::: INPUT FOR THIS TASK :::

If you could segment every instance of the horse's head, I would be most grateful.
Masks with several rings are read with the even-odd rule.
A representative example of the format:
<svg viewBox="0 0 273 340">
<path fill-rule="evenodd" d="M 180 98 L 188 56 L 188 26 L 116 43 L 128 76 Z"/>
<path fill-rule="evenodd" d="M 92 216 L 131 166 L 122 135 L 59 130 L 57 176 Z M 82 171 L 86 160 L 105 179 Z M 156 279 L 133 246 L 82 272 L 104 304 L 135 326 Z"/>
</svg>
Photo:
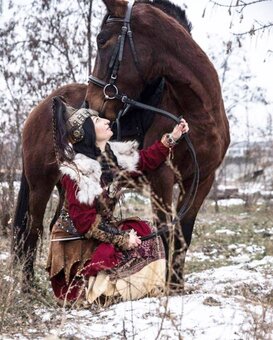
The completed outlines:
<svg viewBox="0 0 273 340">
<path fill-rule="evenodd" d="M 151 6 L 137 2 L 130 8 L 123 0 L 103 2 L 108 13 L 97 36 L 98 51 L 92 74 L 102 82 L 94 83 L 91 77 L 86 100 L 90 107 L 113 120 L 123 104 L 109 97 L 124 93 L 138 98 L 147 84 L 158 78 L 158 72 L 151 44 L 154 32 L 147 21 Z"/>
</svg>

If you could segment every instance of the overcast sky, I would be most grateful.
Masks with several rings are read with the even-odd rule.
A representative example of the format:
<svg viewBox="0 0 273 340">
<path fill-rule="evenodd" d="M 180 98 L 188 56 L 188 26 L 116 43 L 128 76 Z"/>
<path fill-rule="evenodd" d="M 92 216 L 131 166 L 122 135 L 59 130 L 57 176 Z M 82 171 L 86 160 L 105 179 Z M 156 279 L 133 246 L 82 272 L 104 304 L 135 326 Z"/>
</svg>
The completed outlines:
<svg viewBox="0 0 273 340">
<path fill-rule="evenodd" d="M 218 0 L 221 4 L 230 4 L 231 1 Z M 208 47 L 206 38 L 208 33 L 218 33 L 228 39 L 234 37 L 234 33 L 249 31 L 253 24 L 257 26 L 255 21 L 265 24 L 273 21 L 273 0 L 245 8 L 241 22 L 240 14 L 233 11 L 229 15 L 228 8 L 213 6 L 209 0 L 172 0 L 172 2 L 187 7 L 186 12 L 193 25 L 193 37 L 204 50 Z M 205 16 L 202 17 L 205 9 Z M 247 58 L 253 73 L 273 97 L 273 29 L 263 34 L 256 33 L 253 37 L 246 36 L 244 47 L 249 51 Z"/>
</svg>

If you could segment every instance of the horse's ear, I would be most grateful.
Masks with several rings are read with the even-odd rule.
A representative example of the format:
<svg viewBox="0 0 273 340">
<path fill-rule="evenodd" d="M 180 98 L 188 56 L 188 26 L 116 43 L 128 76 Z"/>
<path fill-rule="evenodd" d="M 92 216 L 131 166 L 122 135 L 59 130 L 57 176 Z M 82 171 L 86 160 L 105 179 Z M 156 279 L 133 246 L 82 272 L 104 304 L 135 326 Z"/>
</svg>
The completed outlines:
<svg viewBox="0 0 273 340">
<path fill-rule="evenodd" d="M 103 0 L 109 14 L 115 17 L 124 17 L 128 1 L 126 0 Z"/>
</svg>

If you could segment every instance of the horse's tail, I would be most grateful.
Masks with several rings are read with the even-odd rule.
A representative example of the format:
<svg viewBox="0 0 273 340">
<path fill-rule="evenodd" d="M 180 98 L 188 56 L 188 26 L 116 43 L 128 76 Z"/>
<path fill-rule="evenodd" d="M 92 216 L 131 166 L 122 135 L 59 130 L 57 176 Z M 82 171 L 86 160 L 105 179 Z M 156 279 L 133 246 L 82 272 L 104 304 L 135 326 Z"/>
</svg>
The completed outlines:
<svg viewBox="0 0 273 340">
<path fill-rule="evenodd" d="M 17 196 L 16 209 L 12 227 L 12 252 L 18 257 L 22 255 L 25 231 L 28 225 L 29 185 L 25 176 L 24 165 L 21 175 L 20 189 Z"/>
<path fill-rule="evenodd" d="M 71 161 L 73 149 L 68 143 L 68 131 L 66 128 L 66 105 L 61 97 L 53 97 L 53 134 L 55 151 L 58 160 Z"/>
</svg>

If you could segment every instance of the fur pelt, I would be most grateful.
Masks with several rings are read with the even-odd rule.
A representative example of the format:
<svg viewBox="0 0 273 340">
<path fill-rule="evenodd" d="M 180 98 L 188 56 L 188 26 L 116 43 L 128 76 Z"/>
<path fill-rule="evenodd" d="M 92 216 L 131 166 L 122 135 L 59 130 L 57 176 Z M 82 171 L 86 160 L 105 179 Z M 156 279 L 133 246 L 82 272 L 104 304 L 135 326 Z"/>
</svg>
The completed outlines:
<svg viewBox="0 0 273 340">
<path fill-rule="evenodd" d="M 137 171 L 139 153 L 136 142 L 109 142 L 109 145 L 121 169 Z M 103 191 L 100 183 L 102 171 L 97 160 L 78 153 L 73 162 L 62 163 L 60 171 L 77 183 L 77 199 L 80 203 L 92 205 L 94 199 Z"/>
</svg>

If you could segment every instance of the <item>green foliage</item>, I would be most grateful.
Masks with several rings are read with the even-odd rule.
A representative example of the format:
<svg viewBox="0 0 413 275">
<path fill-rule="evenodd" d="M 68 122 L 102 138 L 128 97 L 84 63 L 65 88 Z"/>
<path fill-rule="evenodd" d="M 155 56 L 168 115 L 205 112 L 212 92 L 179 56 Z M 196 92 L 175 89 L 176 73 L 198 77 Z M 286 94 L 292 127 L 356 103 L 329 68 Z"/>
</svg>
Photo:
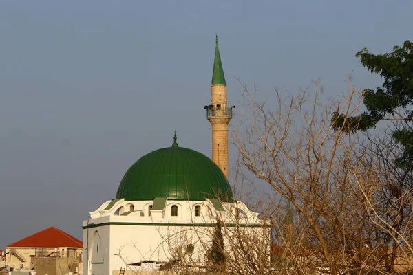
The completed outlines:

:::

= TASK DIRECTIONS =
Copy everything from the line containing "If you could segment every instance of the <item>green" down through the last of the lines above, swapping "representative" for "typical" and leaving everything else unchanged. Leave the pictures out of your copy.

= EXPECTED ANSWER =
If you could segment every instance of the <item>green foliage</item>, I would be most grateful.
Masks with several rings are read with the even-odd rule.
A typical example of the format:
<svg viewBox="0 0 413 275">
<path fill-rule="evenodd" d="M 68 122 L 102 138 L 128 97 L 84 63 L 65 88 Z"/>
<path fill-rule="evenodd" d="M 155 56 L 168 115 L 205 112 L 212 92 L 179 56 Z M 196 92 L 175 89 L 176 73 L 198 77 Z M 286 94 L 292 127 L 356 103 L 329 68 Z"/>
</svg>
Photo:
The completed outlines:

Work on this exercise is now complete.